▸ Exercise requirements:
Rewrite every item below in full, request text included, and increase each x and y coordinate in the answers by 48, leaving all other numbers unchanged.

▸ Supplied records:
## begin
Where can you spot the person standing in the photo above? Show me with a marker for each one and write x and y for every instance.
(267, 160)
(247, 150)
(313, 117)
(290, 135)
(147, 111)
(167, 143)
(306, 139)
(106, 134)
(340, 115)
## end
▸ Response to this task:
Where can you spot the person standing in the photo above? Show me with a marker for each one and write x and y for every instance.
(315, 208)
(295, 198)
(361, 165)
(338, 183)
(195, 159)
(215, 191)
(354, 187)
(154, 182)
(388, 163)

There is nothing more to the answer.